• Shannon Kutcher

My Jewish Grandfather


Carol and David Katz- photo taken on the boardwalk in 1957

Growing up, I’ve always been aware that my grandpa was Jewish and that my grandma was Catholic, and I never thought of any of it. Just like the sky is blue and the grass is green, Grandpa celebrated Hanukkah and Grandma celebrated Christmas (which at the time was all I thought religion boiled down to.) I never questioned it, and no one around me did either. However, now that I am learning more about interfaith, I’ve become curious about my grandparents’ religious perspectives. I decided to start with my maternal grandpa, to find out more about what it was like being Jewish in America, what it was like marrying my Catholic grandma, and how 90 years of living have shaped his beliefs.

My grandpa was born on December 14th, 1930. He is the youngest of four older sisters: Sandra, Lillian, Elsie, and Rose. His parents, my great-grandparents, came to America from Russia in the early 1900s. Growing up they lived in Bloomfield, New Jersey. He played baseball, served in the Korean War as a Marine, has a way of making people laugh no matter what, and practices Judaism.


Below are my grandpa's responses to my questions.


"What was it like growing up Jewish in America?”

“No different than growing up anywhere else. I lived in a very mixed community of religions and nobody paid any attention to who you were, what color you were, what religion you practiced. I was in a boy scout troop that was all Catholics, they didn’t care that I was Jewish. That was back in the 1930s and 1940s. I never saw any prejudice against me ever. I never knew the difference between other people and me. I was always with guys of all different types. It was always are they a nice person or are they not a nice person. I hung out with nice people, I didn’t bother to be with people who weren’t nice.”


“Was your family very religious?”

“My mother was and my father wasn’t. My father knew he was Jewish but didn’t follow any of the traditions. My mother was fiercely religious. On Yom Kippur, she wouldn’t even brush her teeth because she didn’t want to accidentally swallow any water. Everyone worried about her, she wouldn’t leave her bed. On Passover when you couldn’t eat bread, she made me and my father eat our sandwiches outside. My mother was a typical little old Jewish housewife. She took care of the kids, pampered them a little bit. My dad was more strict. He was harder on my sisters than me. I was the only boy and the youngest.

> [Task directions]:
Write out the stretch of the grandfather essay from "Carol and David" through "shaped his beliefs.", word for word.

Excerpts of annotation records

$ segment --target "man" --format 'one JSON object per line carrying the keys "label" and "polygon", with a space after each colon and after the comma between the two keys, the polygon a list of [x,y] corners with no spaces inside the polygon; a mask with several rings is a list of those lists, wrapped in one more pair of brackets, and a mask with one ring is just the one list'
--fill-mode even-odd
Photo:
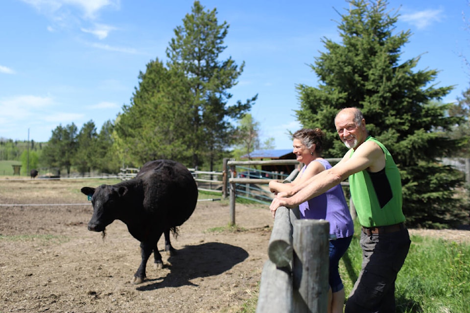
{"label": "man", "polygon": [[362,226],[362,268],[345,313],[394,313],[397,274],[411,241],[403,222],[400,174],[388,150],[369,135],[360,111],[347,108],[334,119],[350,150],[334,166],[290,190],[278,194],[270,209],[292,207],[349,178],[351,196]]}

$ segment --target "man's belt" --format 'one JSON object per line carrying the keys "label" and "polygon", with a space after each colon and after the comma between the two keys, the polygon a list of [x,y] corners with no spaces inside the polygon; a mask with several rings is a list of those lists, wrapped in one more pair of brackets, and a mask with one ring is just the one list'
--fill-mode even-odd
{"label": "man's belt", "polygon": [[404,224],[401,223],[393,225],[387,225],[387,226],[376,226],[375,227],[364,227],[363,226],[362,231],[367,236],[371,236],[372,234],[377,235],[394,233],[404,228]]}

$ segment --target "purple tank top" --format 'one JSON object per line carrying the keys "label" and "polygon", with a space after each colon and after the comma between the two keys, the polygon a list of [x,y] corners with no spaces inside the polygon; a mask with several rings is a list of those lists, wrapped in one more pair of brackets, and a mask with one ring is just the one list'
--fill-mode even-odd
{"label": "purple tank top", "polygon": [[[316,159],[313,162],[319,162],[326,170],[331,168],[331,164],[325,159]],[[299,175],[303,175],[306,167],[304,165]],[[301,203],[299,208],[302,219],[328,221],[330,234],[335,235],[337,238],[349,237],[354,233],[354,224],[341,185]]]}

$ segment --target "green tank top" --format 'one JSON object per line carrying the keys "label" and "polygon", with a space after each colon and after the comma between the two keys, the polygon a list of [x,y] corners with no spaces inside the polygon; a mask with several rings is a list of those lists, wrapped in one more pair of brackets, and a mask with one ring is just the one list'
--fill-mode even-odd
{"label": "green tank top", "polygon": [[[364,170],[349,177],[352,203],[362,226],[393,225],[405,221],[401,209],[401,179],[392,155],[382,143],[369,136],[385,156],[385,167],[377,173]],[[351,153],[352,156],[354,151]]]}

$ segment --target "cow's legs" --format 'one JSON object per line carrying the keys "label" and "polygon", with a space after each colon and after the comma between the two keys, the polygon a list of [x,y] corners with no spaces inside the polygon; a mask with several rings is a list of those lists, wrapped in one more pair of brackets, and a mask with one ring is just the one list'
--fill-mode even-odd
{"label": "cow's legs", "polygon": [[[132,281],[134,284],[140,284],[146,277],[145,275],[145,268],[147,266],[147,261],[153,251],[154,245],[147,242],[141,243],[141,256],[142,261],[141,265],[137,269],[137,271],[134,274],[134,279]],[[161,260],[162,258],[160,257]]]}
{"label": "cow's legs", "polygon": [[[157,246],[158,241],[160,240],[161,237],[162,237],[162,233],[160,233],[158,237],[157,237],[157,241],[155,242],[155,245],[153,247],[153,262],[154,266],[156,269],[160,269],[160,268],[163,268],[163,261],[162,260],[162,255],[160,254],[160,252],[158,250],[158,247]],[[166,238],[166,234],[165,233],[165,237]]]}
{"label": "cow's legs", "polygon": [[170,230],[166,229],[164,231],[165,234],[165,251],[169,253],[170,255],[173,255],[175,254],[174,248],[171,246],[171,243],[170,242]]}

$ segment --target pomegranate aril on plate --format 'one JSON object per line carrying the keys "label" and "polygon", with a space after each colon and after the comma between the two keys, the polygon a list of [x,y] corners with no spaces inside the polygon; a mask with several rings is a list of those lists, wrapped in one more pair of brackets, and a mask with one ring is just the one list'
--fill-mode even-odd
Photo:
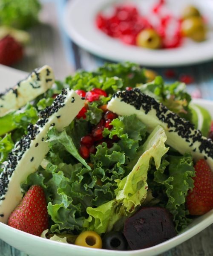
{"label": "pomegranate aril on plate", "polygon": [[104,117],[105,120],[108,120],[109,119],[113,120],[115,118],[117,118],[118,115],[115,113],[113,113],[113,112],[108,110],[106,112]]}
{"label": "pomegranate aril on plate", "polygon": [[93,144],[94,140],[93,138],[89,135],[83,136],[81,139],[81,144],[89,148]]}
{"label": "pomegranate aril on plate", "polygon": [[89,156],[89,149],[83,145],[80,146],[79,148],[79,154],[84,159],[86,159]]}

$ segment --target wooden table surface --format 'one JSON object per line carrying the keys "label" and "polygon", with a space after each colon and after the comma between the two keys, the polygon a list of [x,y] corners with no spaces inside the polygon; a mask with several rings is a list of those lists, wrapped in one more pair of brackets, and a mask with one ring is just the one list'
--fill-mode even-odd
{"label": "wooden table surface", "polygon": [[[66,0],[43,0],[42,22],[30,30],[31,43],[27,47],[24,58],[14,67],[30,72],[35,67],[48,64],[53,67],[56,78],[62,79],[77,69],[92,70],[106,61],[79,48],[63,31],[61,17]],[[188,86],[188,91],[196,97],[213,100],[213,60],[197,65],[172,68],[176,76],[170,80],[165,76],[168,69],[153,69],[167,82],[178,79],[182,74],[190,75],[194,81]],[[161,255],[213,256],[213,225]],[[0,240],[0,256],[27,256]]]}

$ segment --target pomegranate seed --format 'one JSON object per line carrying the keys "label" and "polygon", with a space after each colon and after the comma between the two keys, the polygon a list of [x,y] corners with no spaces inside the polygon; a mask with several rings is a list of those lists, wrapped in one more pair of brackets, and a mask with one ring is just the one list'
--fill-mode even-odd
{"label": "pomegranate seed", "polygon": [[173,70],[167,70],[165,71],[165,76],[167,78],[174,78],[176,77],[176,74]]}
{"label": "pomegranate seed", "polygon": [[102,105],[102,106],[101,106],[100,108],[103,111],[103,112],[104,113],[105,113],[107,111],[107,104]]}
{"label": "pomegranate seed", "polygon": [[79,113],[76,116],[76,117],[78,119],[80,119],[81,117],[83,118],[83,119],[85,119],[86,117],[85,113],[87,111],[86,109],[84,107],[83,107],[81,110],[80,111]]}
{"label": "pomegranate seed", "polygon": [[85,97],[86,96],[86,92],[83,90],[76,90],[75,92],[81,97]]}
{"label": "pomegranate seed", "polygon": [[99,29],[101,29],[105,26],[106,19],[101,14],[97,16],[95,21]]}
{"label": "pomegranate seed", "polygon": [[186,84],[192,84],[194,81],[194,78],[190,75],[182,74],[179,77],[179,80],[181,82],[185,83]]}
{"label": "pomegranate seed", "polygon": [[121,40],[124,44],[134,45],[136,44],[136,36],[132,35],[124,35]]}
{"label": "pomegranate seed", "polygon": [[92,102],[95,100],[98,100],[100,96],[100,94],[98,94],[95,92],[90,91],[86,93],[85,98],[89,102]]}
{"label": "pomegranate seed", "polygon": [[108,120],[109,119],[110,119],[110,120],[113,120],[113,119],[117,118],[117,117],[118,115],[116,115],[116,114],[113,113],[113,112],[112,112],[109,110],[106,112],[104,116],[105,120]]}
{"label": "pomegranate seed", "polygon": [[105,120],[104,119],[101,119],[99,122],[95,126],[95,128],[98,128],[98,127],[103,128],[104,127],[105,123]]}
{"label": "pomegranate seed", "polygon": [[79,154],[84,159],[86,159],[89,157],[89,149],[86,146],[81,145],[79,148]]}
{"label": "pomegranate seed", "polygon": [[93,144],[93,139],[89,135],[86,135],[82,137],[81,139],[81,144],[84,145],[87,148],[89,148]]}
{"label": "pomegranate seed", "polygon": [[90,154],[95,154],[95,153],[96,152],[96,150],[97,150],[96,148],[95,148],[95,145],[92,145],[89,149],[89,152]]}
{"label": "pomegranate seed", "polygon": [[99,88],[94,88],[92,90],[92,91],[94,92],[99,95],[103,95],[104,97],[107,96],[107,93],[105,92],[105,91],[102,90],[101,89],[100,89]]}
{"label": "pomegranate seed", "polygon": [[111,129],[112,129],[113,126],[112,125],[110,124],[112,120],[111,120],[110,119],[108,119],[108,120],[106,120],[104,125],[104,127],[105,127],[105,128],[108,128],[109,130],[111,130]]}
{"label": "pomegranate seed", "polygon": [[103,139],[102,133],[103,131],[103,127],[97,127],[92,130],[92,134],[95,141]]}

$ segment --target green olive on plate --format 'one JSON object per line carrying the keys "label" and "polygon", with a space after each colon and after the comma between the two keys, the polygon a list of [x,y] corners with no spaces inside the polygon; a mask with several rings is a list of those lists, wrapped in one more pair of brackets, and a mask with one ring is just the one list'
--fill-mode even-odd
{"label": "green olive on plate", "polygon": [[142,30],[136,38],[138,46],[150,49],[157,49],[161,47],[161,39],[158,33],[152,29]]}
{"label": "green olive on plate", "polygon": [[183,20],[193,17],[201,17],[199,10],[193,6],[188,6],[183,10],[181,17]]}
{"label": "green olive on plate", "polygon": [[202,18],[193,17],[184,20],[181,24],[183,35],[193,40],[201,42],[205,40],[206,29]]}

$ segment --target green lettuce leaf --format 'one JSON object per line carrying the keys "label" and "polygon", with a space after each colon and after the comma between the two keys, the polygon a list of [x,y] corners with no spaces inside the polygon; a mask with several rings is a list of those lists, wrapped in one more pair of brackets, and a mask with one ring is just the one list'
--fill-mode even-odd
{"label": "green lettuce leaf", "polygon": [[144,145],[144,153],[129,175],[122,180],[117,180],[116,200],[122,201],[128,212],[133,212],[141,205],[147,196],[147,172],[151,158],[156,169],[160,167],[161,159],[168,151],[165,146],[167,137],[164,129],[158,126],[149,136]]}
{"label": "green lettuce leaf", "polygon": [[157,126],[148,137],[143,154],[132,172],[122,179],[115,180],[116,198],[96,208],[87,208],[89,216],[84,221],[84,228],[100,234],[111,231],[118,220],[126,218],[143,204],[147,195],[150,162],[153,158],[156,169],[159,168],[162,157],[169,149],[165,145],[166,140],[164,129]]}
{"label": "green lettuce leaf", "polygon": [[50,148],[53,146],[60,149],[64,148],[67,152],[77,159],[80,163],[83,165],[88,169],[90,170],[91,167],[87,164],[86,161],[79,154],[72,138],[67,135],[66,130],[60,132],[53,127],[48,132],[48,139]]}
{"label": "green lettuce leaf", "polygon": [[0,117],[0,136],[15,129],[21,129],[20,136],[26,133],[30,123],[35,124],[38,119],[36,109],[30,103],[20,110],[12,111]]}
{"label": "green lettuce leaf", "polygon": [[176,82],[166,84],[162,77],[157,76],[153,81],[141,84],[138,87],[144,93],[161,102],[171,111],[191,120],[192,113],[189,108],[191,98],[187,92],[185,84]]}
{"label": "green lettuce leaf", "polygon": [[149,180],[153,195],[173,215],[176,231],[180,232],[191,221],[185,205],[187,192],[193,187],[192,177],[195,175],[191,155],[167,156],[160,168],[150,173],[154,175],[154,178]]}

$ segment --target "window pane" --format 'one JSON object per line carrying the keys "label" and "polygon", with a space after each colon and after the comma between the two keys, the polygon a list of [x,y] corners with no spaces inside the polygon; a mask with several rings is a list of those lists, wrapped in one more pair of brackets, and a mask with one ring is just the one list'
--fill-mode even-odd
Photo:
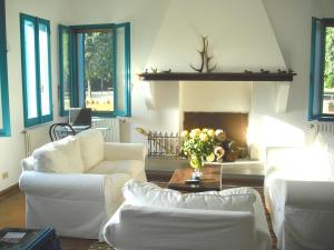
{"label": "window pane", "polygon": [[33,22],[24,21],[24,67],[28,119],[37,118],[36,51]]}
{"label": "window pane", "polygon": [[125,28],[117,28],[117,110],[125,112],[126,111],[126,69],[125,69]]}
{"label": "window pane", "polygon": [[40,68],[40,98],[41,113],[47,116],[51,113],[50,109],[50,70],[49,70],[49,47],[48,47],[48,27],[39,24],[39,68]]}
{"label": "window pane", "polygon": [[[0,69],[0,87],[2,86],[1,79],[3,76],[1,76],[1,69]],[[0,88],[0,128],[3,128],[3,122],[2,122],[2,88]]]}
{"label": "window pane", "polygon": [[114,111],[112,31],[85,33],[86,107],[94,111]]}
{"label": "window pane", "polygon": [[325,30],[323,113],[334,114],[334,27]]}
{"label": "window pane", "polygon": [[69,57],[69,31],[62,29],[62,97],[63,110],[70,108],[70,57]]}

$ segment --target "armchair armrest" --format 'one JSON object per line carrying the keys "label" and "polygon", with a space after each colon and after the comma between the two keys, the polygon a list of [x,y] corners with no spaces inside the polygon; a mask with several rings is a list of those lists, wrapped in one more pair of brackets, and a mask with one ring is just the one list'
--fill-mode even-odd
{"label": "armchair armrest", "polygon": [[105,160],[145,161],[146,146],[141,143],[105,142]]}
{"label": "armchair armrest", "polygon": [[19,186],[27,194],[69,200],[102,200],[111,178],[104,174],[23,171]]}
{"label": "armchair armrest", "polygon": [[285,206],[334,210],[333,181],[285,180]]}

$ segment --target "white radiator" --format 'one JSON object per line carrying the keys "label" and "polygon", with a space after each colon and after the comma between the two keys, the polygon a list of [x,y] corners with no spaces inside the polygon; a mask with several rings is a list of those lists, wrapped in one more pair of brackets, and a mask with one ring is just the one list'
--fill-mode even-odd
{"label": "white radiator", "polygon": [[118,118],[95,118],[91,127],[100,129],[107,142],[120,142],[120,120]]}
{"label": "white radiator", "polygon": [[315,132],[334,133],[334,122],[317,122],[315,124]]}

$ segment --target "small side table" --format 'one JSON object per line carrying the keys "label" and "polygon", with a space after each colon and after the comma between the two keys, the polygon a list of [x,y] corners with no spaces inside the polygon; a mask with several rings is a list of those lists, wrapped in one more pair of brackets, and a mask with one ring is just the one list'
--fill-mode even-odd
{"label": "small side table", "polygon": [[168,188],[185,192],[220,191],[222,166],[207,164],[202,169],[203,176],[198,183],[187,183],[191,179],[193,168],[176,169],[168,182]]}
{"label": "small side table", "polygon": [[[8,242],[3,239],[7,233],[26,233],[17,242]],[[52,228],[46,229],[19,229],[4,228],[0,230],[1,250],[61,250],[59,239]]]}

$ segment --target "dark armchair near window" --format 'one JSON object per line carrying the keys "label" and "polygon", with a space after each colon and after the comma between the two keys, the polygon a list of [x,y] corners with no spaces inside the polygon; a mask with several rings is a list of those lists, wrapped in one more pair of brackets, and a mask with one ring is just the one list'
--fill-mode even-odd
{"label": "dark armchair near window", "polygon": [[69,123],[55,123],[49,129],[51,141],[57,141],[68,136],[75,136],[76,131]]}

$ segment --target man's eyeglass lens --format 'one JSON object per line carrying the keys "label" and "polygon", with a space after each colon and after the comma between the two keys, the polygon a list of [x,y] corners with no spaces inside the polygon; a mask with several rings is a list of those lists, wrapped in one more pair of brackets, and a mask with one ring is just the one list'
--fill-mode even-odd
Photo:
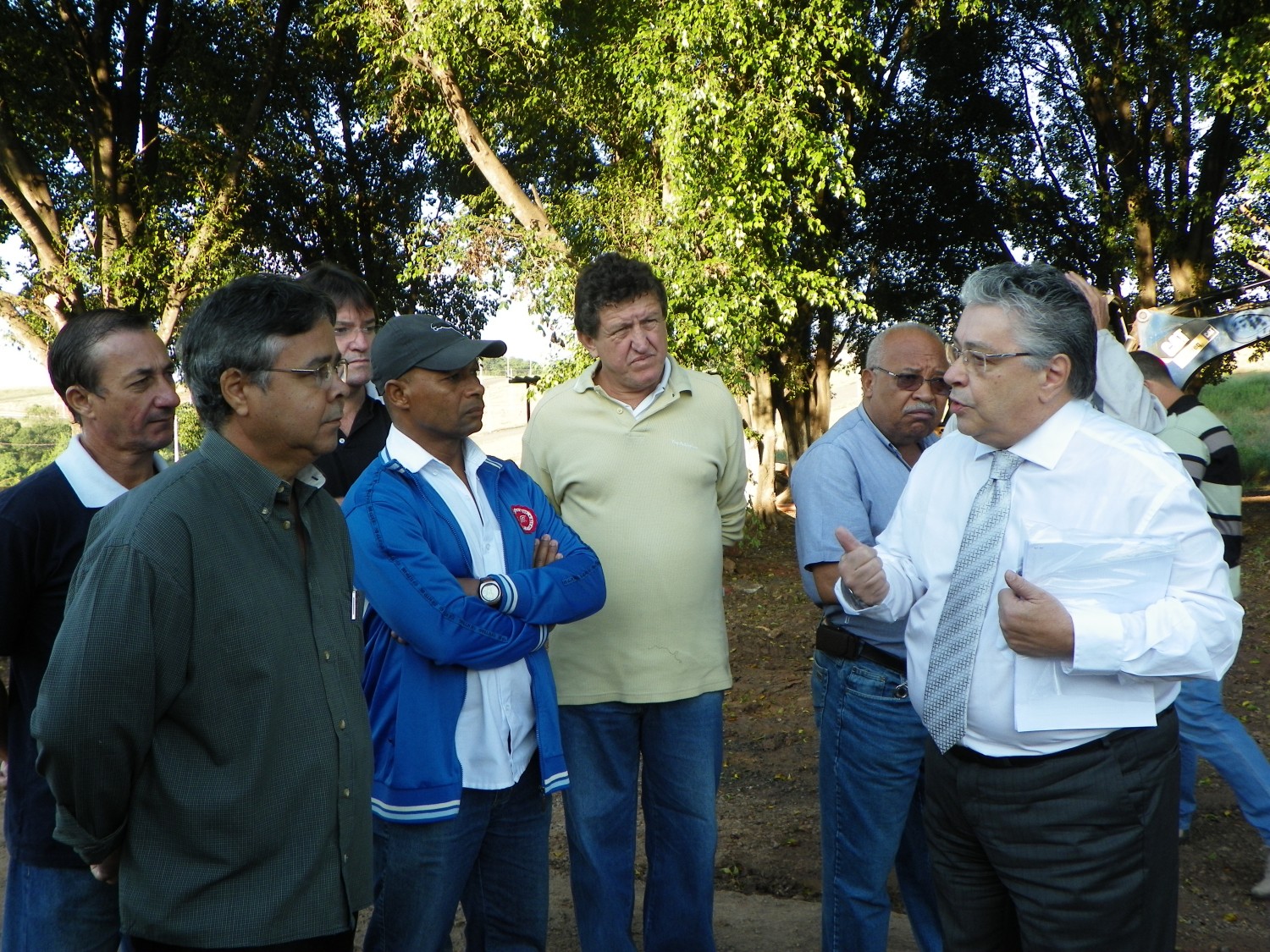
{"label": "man's eyeglass lens", "polygon": [[874,367],[872,369],[881,371],[889,376],[900,390],[921,390],[923,382],[931,385],[931,392],[936,396],[947,396],[952,390],[942,377],[923,377],[919,373],[893,373],[885,367]]}

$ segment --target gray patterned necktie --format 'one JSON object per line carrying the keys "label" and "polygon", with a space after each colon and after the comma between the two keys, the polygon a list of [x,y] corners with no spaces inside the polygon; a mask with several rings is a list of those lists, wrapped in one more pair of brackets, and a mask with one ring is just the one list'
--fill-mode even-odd
{"label": "gray patterned necktie", "polygon": [[935,628],[922,722],[940,753],[946,753],[965,735],[970,673],[1010,515],[1010,477],[1020,463],[1022,458],[1006,449],[992,454],[992,473],[970,506],[944,612]]}

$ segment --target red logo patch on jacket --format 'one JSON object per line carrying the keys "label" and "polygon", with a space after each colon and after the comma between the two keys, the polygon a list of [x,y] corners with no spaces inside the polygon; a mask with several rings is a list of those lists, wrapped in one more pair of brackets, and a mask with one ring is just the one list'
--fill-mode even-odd
{"label": "red logo patch on jacket", "polygon": [[521,531],[525,532],[526,534],[538,528],[538,517],[528,506],[513,505],[512,515],[516,517],[516,520],[521,524]]}

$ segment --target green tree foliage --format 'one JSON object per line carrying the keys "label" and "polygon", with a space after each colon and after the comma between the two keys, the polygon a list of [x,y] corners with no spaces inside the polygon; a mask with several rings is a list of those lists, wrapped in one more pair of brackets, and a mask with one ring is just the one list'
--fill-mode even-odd
{"label": "green tree foliage", "polygon": [[1025,3],[1011,34],[1055,242],[1143,307],[1255,277],[1270,4]]}
{"label": "green tree foliage", "polygon": [[[36,352],[69,314],[154,315],[250,270],[329,258],[367,274],[387,312],[481,324],[460,277],[408,281],[428,203],[456,189],[419,140],[352,98],[356,39],[320,38],[316,0],[15,0],[0,6],[0,239],[33,267],[4,317]],[[429,198],[431,197],[431,198]]]}

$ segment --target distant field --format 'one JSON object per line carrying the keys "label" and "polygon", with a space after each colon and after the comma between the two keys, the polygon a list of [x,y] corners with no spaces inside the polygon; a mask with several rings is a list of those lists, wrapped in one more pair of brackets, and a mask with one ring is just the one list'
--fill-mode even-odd
{"label": "distant field", "polygon": [[62,401],[52,387],[27,387],[22,390],[0,390],[0,416],[22,419],[33,406],[47,406],[62,411]]}
{"label": "distant field", "polygon": [[1270,373],[1236,373],[1204,387],[1199,399],[1234,437],[1245,490],[1270,487]]}

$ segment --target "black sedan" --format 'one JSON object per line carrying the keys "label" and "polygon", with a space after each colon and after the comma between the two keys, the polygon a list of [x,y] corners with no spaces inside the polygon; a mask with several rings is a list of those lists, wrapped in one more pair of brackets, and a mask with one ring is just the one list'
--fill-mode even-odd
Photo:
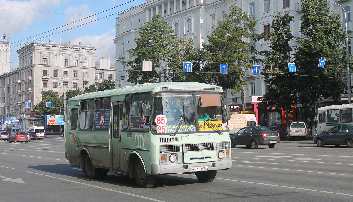
{"label": "black sedan", "polygon": [[245,145],[248,148],[256,149],[261,144],[267,144],[270,148],[273,148],[281,141],[279,133],[261,126],[243,127],[230,137],[232,148],[237,145]]}
{"label": "black sedan", "polygon": [[353,147],[353,126],[339,125],[331,128],[325,132],[314,136],[314,143],[318,147],[325,144],[334,144],[336,147],[345,144]]}

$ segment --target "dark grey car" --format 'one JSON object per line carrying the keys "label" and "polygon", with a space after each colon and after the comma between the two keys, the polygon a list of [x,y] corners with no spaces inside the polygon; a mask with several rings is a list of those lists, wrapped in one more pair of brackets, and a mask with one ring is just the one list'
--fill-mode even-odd
{"label": "dark grey car", "polygon": [[261,126],[243,127],[230,137],[232,148],[237,145],[245,145],[248,148],[256,149],[261,144],[267,144],[270,148],[273,148],[281,142],[279,133]]}

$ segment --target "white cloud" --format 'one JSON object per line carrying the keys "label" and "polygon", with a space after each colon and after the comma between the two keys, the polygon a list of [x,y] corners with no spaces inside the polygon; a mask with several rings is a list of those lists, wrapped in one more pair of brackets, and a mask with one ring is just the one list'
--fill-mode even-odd
{"label": "white cloud", "polygon": [[[67,8],[65,11],[65,13],[68,14],[72,14],[68,15],[66,18],[66,24],[69,24],[77,21],[87,17],[88,16],[92,16],[94,14],[89,9],[89,6],[87,4],[84,4],[77,7],[76,7],[76,6],[74,6],[73,7],[70,6]],[[69,26],[70,27],[73,27],[89,22],[97,19],[97,16],[94,15],[91,17],[71,24]],[[97,21],[95,21],[85,25],[91,25],[92,24],[95,24],[96,22]],[[67,28],[66,27],[65,27],[65,28],[66,29]]]}
{"label": "white cloud", "polygon": [[[13,34],[26,30],[38,18],[47,17],[53,6],[62,2],[60,0],[12,1],[0,0],[0,27],[2,31]],[[5,6],[5,5],[6,6]]]}
{"label": "white cloud", "polygon": [[99,61],[100,58],[109,57],[111,63],[115,62],[115,44],[113,40],[115,38],[115,29],[100,36],[79,36],[72,40],[73,43],[78,43],[80,40],[83,44],[88,44],[89,40],[91,40],[91,46],[97,48],[96,50],[96,61]]}

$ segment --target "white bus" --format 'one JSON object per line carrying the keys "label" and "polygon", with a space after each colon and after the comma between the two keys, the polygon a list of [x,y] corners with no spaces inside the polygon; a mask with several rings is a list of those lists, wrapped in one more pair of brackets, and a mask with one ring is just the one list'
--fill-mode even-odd
{"label": "white bus", "polygon": [[318,109],[317,134],[338,125],[352,125],[353,104],[344,104],[320,107]]}

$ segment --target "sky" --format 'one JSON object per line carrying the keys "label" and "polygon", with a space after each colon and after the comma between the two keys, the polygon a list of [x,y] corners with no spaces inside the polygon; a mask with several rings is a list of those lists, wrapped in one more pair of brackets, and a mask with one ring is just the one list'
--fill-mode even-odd
{"label": "sky", "polygon": [[[96,61],[103,57],[109,57],[111,62],[114,62],[115,45],[113,40],[116,35],[115,18],[118,13],[145,2],[145,0],[0,0],[0,35],[7,33],[11,43],[11,69],[18,67],[17,51],[20,43],[40,34],[42,41],[49,41],[49,36],[52,35],[53,42],[59,42],[61,38],[63,43],[69,42],[71,38],[71,43],[78,43],[81,39],[83,44],[88,44],[90,40],[91,46],[97,48]],[[114,14],[90,22],[112,14]],[[94,16],[42,34],[92,15]],[[37,42],[38,38],[36,36]]]}

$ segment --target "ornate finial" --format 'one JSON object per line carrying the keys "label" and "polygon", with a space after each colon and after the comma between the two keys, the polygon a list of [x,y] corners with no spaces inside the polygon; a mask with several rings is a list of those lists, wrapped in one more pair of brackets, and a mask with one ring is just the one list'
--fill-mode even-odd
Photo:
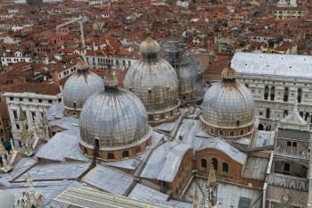
{"label": "ornate finial", "polygon": [[108,75],[105,78],[105,91],[118,90],[118,79],[115,71],[112,71],[111,66],[109,66]]}
{"label": "ornate finial", "polygon": [[154,61],[158,58],[158,54],[160,51],[160,44],[148,37],[143,43],[140,45],[140,52],[143,54],[143,58],[147,61]]}
{"label": "ornate finial", "polygon": [[23,110],[21,109],[21,106],[20,105],[20,118],[19,118],[20,121],[26,121],[26,115],[23,112]]}
{"label": "ornate finial", "polygon": [[234,82],[236,79],[236,71],[229,66],[222,71],[222,80],[225,83]]}

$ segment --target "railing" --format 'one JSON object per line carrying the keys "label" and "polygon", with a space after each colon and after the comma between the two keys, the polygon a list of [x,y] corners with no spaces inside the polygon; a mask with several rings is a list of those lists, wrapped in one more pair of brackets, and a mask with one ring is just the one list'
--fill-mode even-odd
{"label": "railing", "polygon": [[294,176],[269,173],[267,175],[266,182],[277,187],[308,191],[308,179]]}
{"label": "railing", "polygon": [[277,146],[275,154],[277,155],[284,156],[284,157],[292,157],[302,160],[308,160],[309,154],[308,151],[299,151],[295,149],[284,148],[280,146]]}

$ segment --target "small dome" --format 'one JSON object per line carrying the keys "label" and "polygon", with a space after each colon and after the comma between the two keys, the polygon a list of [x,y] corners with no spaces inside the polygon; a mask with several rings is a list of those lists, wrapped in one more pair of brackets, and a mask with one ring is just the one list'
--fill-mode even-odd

> [Result for this task]:
Carol and David Katz- photo taken on the boardwalk in 1957

Growing up, I’ve always been aware that my grandpa was Jewish and that my grandma was Catholic, and I never thought of any of it. Just like the sky is blue and the grass is green, Grandpa celebrated Hanukkah and Grandma celebrated Christmas (which at the time was all I thought religion boiled down to.) I never questioned it, and no one around me did either. However, now that I am learning more about interfaith, I’ve become curious about my grandparents’ religious perspectives. I decided to start with my maternal grandpa, to find out more about what it was like being Jewish in America, what it was like marrying my Catholic grandma, and how 90 years of living have shaped his beliefs.